Input data →
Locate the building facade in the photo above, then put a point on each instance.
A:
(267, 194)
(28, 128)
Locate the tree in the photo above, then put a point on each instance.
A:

What is being asked →
An unaltered copy of the listing above must form the answer.

Response →
Locate the building facade in the photo above, then put a point on each instance.
A:
(267, 194)
(28, 128)
Locate the tree in the photo above, then put a point on each instance.
A:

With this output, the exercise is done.